## Teks Dokumen
::::
AAJI

AAJI Perkuat Kepercayaan Nasabah Asuransi

AAJI Perkuat Kepercayaan Nasabah Asuransi
AAJI Perkuat Kepercayaan Nasabah Asuransi

JAKARTA - Industri asuransi jiwa terus menunjukkan komitmennya dalam menjaga kepercayaan masyarakat. Di tengah berbagai dinamika yang berkembang, Asosiasi Asuransi Jiwa Indonesia (AAJI) memastikan bahwa proses pembatalan klaim tidak dilakukan secara sembarangan. Klaim asuransi tetap dibayarkan selama informasi yang diberikan oleh nasabah sesuai dan akurat sejak awal pengajuan polis.

Fakta yang disampaikan AAJI mengungkapkan bahwa tingkat pembatalan klaim karena alasan ketidakjujuran informasi (non disclosure) sangat rendah, yaitu kurang dari 1%. Ini menjadi bukti bahwa perusahaan asuransi jiwa memiliki itikad baik dalam menyelesaikan kewajibannya terhadap pemegang polis.

Hasinah Jusuf, Kepala Departemen Legal AAJI, menekankan bahwa perusahaan asuransi pada dasarnya memiliki hak untuk membatalkan klaim, tetapi tidak dilakukan secara sepihak. Menurutnya, angka pembatalan yang sangat kecil menjadi indikator bahwa pelaku industri lebih mengedepankan prinsip kehati-hatian dan keadilan dalam memproses klaim nasabah.

“Sebenarnya data itu (1% klaim yang dibatalkan) membuktikan bahwa itikad baik dari perusahaan asuransi adalah membayarkan klaim yang memang eligible (memenuhi syarat) yang memang harus dibayarkan sepanjang memang itu diberikan informasi secara baik, benar, dan akurat di awal,” ujar Hasinah.

Pernyataan ini menggarisbawahi pentingnya komunikasi yang jujur dan transparan antara pemegang polis dan perusahaan asuransi. Sepanjang data dan informasi yang disampaikan oleh nasabah sudah sesuai dengan ketentuan, maka hak-hak nasabah tetap akan dilindungi.

Hasinah juga menjelaskan bahwa pembatalan klaim tidak serta merta bisa dilakukan hanya berdasarkan penilaian sepihak. Adanya putusan Mahkamah Konstitusi (MK) terkait Pasal 251 Ayat 1 Kitab Undang-Undang Hukum Dagang (KUHD) memperjelas mekanisme tersebut. Kini, keputusan untuk membatalkan klaim asuransi harus memiliki dasar hukum yang kuat dan melibatkan persetujuan tertulis antara pihak penanggung dan tertanggung, atau melalui proses hukum di pengadilan.

“Pasal 251 KUHD tidak secara tegas mengatur mekanisme syarat batal atau syarat pembatalan. Keputusan MK tidak terkait dengan penolakan klaim. Penolakan klaim atas alasan yang telah ditentukan dalam polis, sepanjang telah diatur dalam polis ya bisa dilakukan karena itu kesepakatan,” jelasnya.

Penegasan ini memperkuat bahwa aspek legalitas dan prinsip kehati-hatian menjadi acuan dalam setiap keputusan perusahaan asuransi, sekaligus memberikan kepastian hukum bagi nasabah. AAJI juga melihat pentingnya pembenahan internal di kalangan industri untuk meningkatkan transparansi dan pemahaman nasabah terhadap isi polis.
::::
## Daftar Tugas
1 – Menurut artikel tentang AAJI, berapa tingkat pembatalan klaim karena alasan ketidakjujuran informasi (non disclosure)?
2 – Dalam kutipan Hasinah pada artikel tentang AAJI, sebutkan semua sifat informasi yang harus diberikan nasabah di awal agar klaim yang memenuhi syarat dibayarkan.
3 – Teruskan artikel tentang AAJI mulai sesudah kalimat terakhirnya.
Item yang menyertai teks ini berasal dari sumber lain.

## Cuplikan Dataset
::::
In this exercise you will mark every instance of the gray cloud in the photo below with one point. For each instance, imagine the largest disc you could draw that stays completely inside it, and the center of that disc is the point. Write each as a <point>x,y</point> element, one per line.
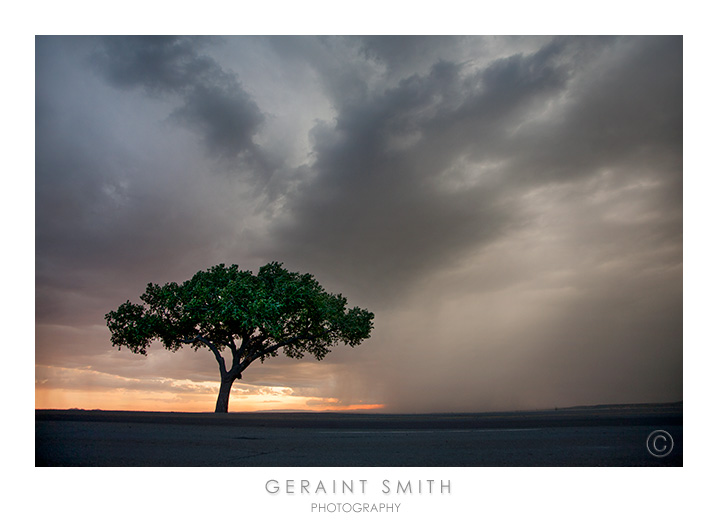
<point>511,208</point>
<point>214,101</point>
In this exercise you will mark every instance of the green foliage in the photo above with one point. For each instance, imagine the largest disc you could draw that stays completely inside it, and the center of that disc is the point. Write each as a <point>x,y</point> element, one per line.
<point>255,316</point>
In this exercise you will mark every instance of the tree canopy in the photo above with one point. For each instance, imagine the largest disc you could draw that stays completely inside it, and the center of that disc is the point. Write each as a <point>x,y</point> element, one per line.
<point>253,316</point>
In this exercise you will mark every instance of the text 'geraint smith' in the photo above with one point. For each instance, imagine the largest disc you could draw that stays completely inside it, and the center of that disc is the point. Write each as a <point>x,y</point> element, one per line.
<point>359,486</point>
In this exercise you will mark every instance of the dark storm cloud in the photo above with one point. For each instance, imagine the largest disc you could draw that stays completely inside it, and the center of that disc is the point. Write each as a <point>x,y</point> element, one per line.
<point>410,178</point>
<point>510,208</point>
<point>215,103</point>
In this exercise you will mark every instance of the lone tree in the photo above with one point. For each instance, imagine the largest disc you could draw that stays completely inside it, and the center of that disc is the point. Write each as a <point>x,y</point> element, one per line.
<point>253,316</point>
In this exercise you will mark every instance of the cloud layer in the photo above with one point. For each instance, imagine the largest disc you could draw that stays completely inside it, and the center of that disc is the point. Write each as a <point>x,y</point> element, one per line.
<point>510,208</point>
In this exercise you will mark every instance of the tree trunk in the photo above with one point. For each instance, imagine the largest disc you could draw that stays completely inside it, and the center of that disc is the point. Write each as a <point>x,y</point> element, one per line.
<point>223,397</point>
::::
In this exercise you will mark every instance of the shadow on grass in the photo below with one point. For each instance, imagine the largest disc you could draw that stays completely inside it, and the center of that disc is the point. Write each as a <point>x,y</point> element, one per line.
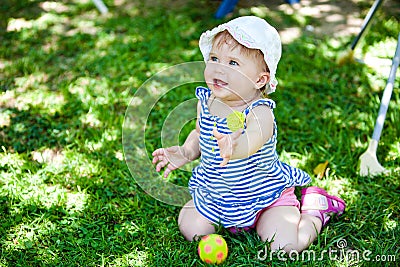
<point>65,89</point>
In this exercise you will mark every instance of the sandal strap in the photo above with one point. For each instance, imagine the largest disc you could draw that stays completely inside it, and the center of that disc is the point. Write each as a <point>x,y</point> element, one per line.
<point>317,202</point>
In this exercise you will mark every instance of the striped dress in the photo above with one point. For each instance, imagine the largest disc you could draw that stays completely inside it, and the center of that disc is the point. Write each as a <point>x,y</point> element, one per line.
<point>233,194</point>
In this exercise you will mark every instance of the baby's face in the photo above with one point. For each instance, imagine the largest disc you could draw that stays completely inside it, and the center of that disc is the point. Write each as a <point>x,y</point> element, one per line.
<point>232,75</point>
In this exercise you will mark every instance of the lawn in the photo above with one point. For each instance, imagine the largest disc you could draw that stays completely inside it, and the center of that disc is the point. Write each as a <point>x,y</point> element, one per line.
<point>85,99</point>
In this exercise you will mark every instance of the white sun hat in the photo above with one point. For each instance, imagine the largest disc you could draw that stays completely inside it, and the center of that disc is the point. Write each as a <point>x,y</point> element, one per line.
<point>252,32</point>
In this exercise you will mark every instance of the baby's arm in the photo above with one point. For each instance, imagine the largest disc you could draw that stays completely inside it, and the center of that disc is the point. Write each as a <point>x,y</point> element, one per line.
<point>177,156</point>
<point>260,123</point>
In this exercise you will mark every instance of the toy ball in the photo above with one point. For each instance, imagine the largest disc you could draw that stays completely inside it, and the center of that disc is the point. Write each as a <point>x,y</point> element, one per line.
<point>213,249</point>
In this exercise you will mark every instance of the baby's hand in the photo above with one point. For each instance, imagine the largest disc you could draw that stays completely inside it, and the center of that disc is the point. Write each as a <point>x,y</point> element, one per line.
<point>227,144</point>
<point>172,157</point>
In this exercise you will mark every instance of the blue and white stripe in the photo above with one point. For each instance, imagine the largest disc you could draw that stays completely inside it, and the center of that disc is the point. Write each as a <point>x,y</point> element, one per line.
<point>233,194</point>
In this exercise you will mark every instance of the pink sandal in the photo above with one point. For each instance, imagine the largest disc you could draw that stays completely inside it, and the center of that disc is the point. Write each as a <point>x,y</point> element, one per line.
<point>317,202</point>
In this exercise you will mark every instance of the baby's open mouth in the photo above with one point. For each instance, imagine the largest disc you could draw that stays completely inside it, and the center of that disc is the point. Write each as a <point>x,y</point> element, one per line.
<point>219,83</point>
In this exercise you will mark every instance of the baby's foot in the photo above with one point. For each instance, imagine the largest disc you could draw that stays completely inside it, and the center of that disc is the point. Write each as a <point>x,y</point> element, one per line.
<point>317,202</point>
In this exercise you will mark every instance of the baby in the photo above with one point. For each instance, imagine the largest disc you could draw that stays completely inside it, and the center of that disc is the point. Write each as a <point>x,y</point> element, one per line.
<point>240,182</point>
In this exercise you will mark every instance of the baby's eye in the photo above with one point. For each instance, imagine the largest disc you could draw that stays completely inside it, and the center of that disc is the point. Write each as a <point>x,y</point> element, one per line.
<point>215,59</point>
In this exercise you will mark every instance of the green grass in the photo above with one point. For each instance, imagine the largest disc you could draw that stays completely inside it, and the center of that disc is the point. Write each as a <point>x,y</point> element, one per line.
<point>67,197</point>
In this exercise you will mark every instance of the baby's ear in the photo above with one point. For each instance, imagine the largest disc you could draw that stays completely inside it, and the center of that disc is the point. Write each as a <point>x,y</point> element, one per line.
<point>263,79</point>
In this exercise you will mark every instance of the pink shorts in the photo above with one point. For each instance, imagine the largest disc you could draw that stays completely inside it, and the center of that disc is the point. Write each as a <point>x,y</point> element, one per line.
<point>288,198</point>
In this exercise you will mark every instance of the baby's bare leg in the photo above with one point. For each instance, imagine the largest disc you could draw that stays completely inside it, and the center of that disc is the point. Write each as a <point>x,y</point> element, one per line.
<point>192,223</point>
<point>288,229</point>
::::
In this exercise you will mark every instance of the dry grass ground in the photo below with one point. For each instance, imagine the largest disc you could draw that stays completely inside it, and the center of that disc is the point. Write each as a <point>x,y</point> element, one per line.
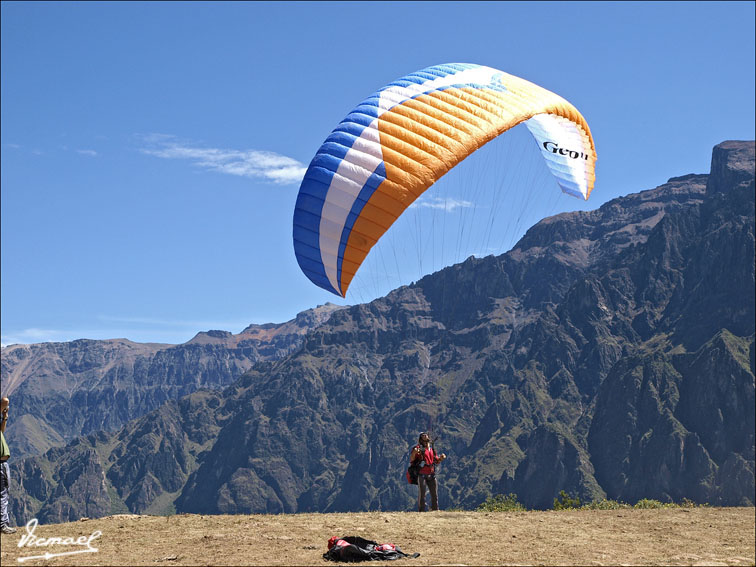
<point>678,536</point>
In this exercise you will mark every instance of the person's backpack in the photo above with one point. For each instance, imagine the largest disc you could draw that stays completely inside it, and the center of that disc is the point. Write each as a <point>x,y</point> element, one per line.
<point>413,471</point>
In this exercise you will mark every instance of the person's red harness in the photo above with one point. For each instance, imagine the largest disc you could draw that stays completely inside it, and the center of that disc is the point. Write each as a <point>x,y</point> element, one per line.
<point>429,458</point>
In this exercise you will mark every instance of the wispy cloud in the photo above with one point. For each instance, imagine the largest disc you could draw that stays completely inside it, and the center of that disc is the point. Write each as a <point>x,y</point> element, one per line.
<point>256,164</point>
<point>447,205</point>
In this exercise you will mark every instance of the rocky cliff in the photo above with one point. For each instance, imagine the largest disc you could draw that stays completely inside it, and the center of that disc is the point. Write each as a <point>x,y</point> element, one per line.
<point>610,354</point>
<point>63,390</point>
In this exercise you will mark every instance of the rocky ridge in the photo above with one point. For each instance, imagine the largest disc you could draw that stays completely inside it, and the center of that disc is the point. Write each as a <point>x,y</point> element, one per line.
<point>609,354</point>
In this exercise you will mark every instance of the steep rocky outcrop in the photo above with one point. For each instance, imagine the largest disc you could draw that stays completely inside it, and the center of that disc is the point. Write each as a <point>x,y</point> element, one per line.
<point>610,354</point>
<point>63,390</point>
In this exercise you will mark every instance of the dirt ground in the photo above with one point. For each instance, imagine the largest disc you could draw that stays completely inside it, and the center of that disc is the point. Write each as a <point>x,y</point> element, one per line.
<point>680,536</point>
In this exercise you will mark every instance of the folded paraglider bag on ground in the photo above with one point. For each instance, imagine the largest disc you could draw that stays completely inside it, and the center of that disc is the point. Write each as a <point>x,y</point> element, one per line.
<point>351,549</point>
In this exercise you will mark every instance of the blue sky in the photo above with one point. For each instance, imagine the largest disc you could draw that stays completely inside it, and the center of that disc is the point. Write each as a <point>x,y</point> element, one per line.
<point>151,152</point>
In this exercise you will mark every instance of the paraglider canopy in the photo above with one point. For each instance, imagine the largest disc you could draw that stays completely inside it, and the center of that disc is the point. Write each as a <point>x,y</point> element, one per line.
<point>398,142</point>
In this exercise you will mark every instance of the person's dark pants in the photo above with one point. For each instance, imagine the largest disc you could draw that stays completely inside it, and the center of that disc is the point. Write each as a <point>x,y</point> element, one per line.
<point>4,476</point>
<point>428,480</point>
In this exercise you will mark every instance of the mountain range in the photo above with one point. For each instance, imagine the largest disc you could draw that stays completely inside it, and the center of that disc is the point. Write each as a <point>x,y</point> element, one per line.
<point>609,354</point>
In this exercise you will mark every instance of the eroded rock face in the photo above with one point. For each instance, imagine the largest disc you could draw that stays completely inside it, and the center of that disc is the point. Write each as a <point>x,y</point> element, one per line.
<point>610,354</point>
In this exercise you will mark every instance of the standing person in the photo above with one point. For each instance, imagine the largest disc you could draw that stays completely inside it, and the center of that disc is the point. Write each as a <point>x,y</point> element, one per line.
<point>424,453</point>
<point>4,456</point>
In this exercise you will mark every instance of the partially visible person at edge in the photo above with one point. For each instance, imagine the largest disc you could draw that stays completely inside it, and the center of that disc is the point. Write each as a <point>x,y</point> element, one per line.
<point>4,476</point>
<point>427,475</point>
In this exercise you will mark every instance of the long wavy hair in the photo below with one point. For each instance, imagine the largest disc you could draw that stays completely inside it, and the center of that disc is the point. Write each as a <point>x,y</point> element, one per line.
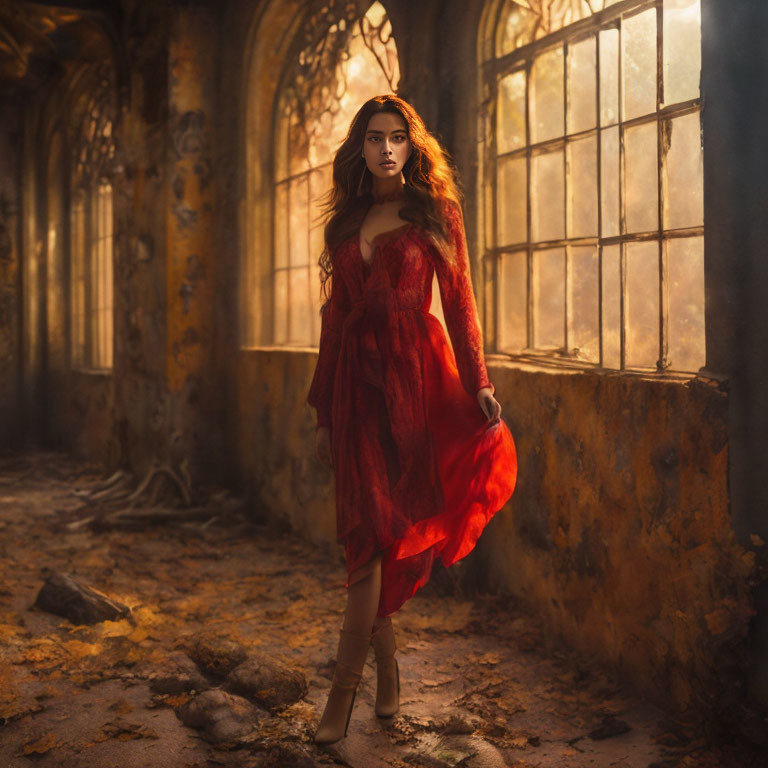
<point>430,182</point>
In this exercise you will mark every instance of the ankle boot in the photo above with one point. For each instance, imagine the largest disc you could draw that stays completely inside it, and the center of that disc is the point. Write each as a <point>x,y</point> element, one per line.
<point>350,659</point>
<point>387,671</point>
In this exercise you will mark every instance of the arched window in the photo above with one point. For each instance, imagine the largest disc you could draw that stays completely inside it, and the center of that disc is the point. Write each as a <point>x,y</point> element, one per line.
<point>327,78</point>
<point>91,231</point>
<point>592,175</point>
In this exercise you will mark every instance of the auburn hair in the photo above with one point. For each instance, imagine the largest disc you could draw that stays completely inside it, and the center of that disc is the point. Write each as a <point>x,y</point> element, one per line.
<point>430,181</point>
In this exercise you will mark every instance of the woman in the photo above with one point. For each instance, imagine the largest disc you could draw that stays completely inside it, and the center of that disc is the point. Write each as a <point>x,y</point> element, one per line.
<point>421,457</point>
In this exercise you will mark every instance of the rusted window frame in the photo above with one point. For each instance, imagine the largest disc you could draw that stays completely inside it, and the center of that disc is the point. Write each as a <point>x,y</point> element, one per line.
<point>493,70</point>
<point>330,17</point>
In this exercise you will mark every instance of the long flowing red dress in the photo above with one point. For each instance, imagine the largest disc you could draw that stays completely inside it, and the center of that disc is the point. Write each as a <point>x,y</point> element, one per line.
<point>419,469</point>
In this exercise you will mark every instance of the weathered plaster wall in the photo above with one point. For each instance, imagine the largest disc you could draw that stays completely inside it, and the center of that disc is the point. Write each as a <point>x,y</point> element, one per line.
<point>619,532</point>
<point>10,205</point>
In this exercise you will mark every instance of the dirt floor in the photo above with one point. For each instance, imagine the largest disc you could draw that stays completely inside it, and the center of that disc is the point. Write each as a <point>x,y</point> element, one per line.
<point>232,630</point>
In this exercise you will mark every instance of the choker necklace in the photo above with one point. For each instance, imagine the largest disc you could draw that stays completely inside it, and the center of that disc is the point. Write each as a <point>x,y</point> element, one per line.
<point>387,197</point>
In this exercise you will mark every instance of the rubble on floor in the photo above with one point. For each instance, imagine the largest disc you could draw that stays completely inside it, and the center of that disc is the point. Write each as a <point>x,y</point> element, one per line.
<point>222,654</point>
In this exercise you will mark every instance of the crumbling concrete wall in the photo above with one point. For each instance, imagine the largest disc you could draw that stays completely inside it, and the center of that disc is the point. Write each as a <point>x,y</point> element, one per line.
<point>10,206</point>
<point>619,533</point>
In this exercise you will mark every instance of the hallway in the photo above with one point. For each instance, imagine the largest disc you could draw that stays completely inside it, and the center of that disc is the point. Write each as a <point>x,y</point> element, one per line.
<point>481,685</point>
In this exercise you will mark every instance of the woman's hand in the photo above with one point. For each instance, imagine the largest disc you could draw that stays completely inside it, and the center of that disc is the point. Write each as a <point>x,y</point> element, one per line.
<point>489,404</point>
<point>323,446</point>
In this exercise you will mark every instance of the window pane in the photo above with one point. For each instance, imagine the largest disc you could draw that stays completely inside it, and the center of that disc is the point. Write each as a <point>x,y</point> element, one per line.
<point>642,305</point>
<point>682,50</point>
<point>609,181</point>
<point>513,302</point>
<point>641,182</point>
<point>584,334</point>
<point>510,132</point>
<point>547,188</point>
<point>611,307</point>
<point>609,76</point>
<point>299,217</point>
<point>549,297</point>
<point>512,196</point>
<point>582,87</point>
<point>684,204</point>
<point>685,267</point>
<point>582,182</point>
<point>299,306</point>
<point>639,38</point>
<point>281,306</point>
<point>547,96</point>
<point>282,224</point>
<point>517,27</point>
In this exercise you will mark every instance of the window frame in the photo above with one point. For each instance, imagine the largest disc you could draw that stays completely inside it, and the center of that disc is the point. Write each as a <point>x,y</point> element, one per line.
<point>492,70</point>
::::
## Jawaban Tugas
1 – Kurang dari 1%.

2 – Baik, benar, dan akurat.

3 –
Dalam hal ini, asosiasi mendorong perusahaan asuransi untuk melakukan review secara menyeluruh terhadap dokumen polis, terutama pada aspek bahasa dan struktur kalimat. Tujuannya adalah agar nasabah dapat memahami dengan lebih mudah setiap ketentuan yang tercantum dalam polis asuransi jiwa yang mereka miliki.

Perusahaan asuransi kini juga menerapkan pendekatan baru dalam proses pengajuan asuransi. Salah satunya adalah dengan menyederhanakan pertanyaan dalam formulir Surat Pengajuan Asuransi Jiwa (SPAJ). Langkah ini dilakukan agar proses pengisian menjadi lebih efisien, sekaligus membantu nasabah dalam menyampaikan informasi yang relevan dan akurat.

Langkah-langkah pembenahan ini menjadi bagian dari komitmen industri dalam memberikan pelayanan yang lebih baik. AAJI pun terus aktif berkoordinasi dengan Otoritas Jasa Keuangan (OJK) serta asosiasi lain untuk menyusun panduan umum atau guideline yang bisa dijadikan acuan bersama dalam hal pembatalan polis maupun penolakan klaim.

“Mungkin tidak dalam hal membuat satu perjanjian baku yang berlaku untuk semua, tampaknya itu akan sulit. Tapi at least guidance apa yang harus kita masukkan ke dalam satu polis sehingga semua industri itu punya hal yang sama berlaku,” kata Hasinah.

Keseragaman panduan ini diharapkan dapat meningkatkan kualitas tata kelola di sektor asuransi jiwa, sekaligus memperkuat kepercayaan masyarakat terhadap industri. Terlebih lagi, adanya standar yang jelas akan memudahkan proses penanganan klaim serta mengurangi potensi sengketa di masa depan.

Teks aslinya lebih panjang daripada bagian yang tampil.